_THE PROBLEM:_ Using the passage on the microstructure of MgFeO@BC, explain why the element distribution maps confirm that bimetallic oxides formed and were loaded uniformly on the biochar surface.

_QUOTED PASSAGE:_
The microstructure of crystal lattice of MgFeO@BC was studied in a high-resolution transmission electron microscope (HRTEM) and selected area electron diffraction (SAED) pattern. The biochar surface was successfully loaded with bimetallic oxide particles, and this transition metal oxide particles can serve as a new catalytic center for activating PMS (Figure 2a). Figure 2b proves that the carbon-based material presents a regular crystal phase structure, and the Fourier transform method is used to calculate the crystal face spacing of 1.51 nm, belonging to the (222) crystal face of (MgO)_0.432(FeO)_0.568. Miller concentric circles also show the crystal properties of MgFeO@BC, as shown in Figure 2c. The Miller index of (111) also proves the existence of bimetal (MgO)_0.432(FeO)_0.568, which is consistent with XRD analysis results. In addition, the EDX images show that there are mainly five elements on the surface of the material: C, N, O, Fe and Mg (Figure 2d). Nitrogen may be a natural element in rice husk biomass [20]. It can be seen from the distribution diagram that the distribution areas of Fe, Mg and O elements are highly overlapping and relatively uniform, which also confirms the formation and uniform loading of bimetallic oxides on the surface of biochar, as shown in Figure 2e–g.

_GIVEN MATERIAL:_

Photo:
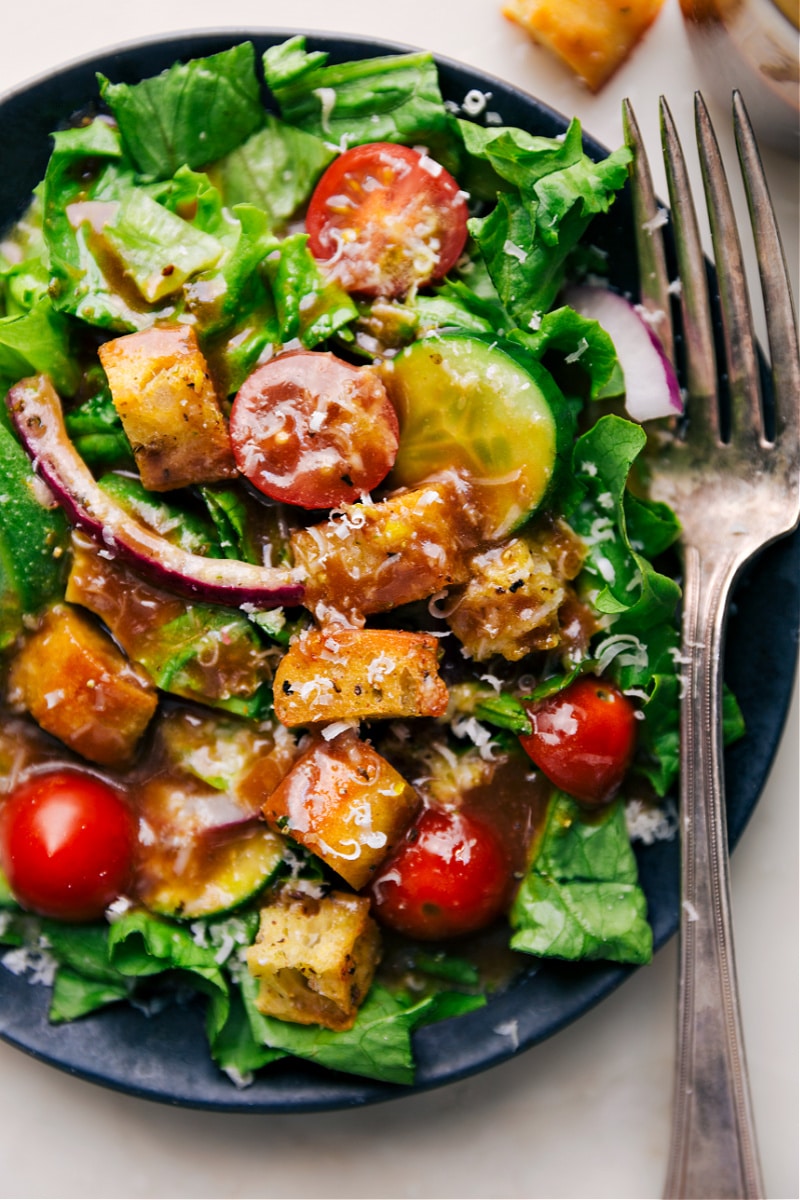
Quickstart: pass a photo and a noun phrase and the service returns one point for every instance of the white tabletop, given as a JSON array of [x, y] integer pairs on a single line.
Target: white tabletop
[[585, 1114]]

_TASK OUTPUT:_ The distribution maps show that the areas occupied by Fe, Mg and O overlap closely and are relatively uniform. This shared, even distribution of the three elements confirms that bimetallic oxides formed and were loaded uniformly across the biochar surface.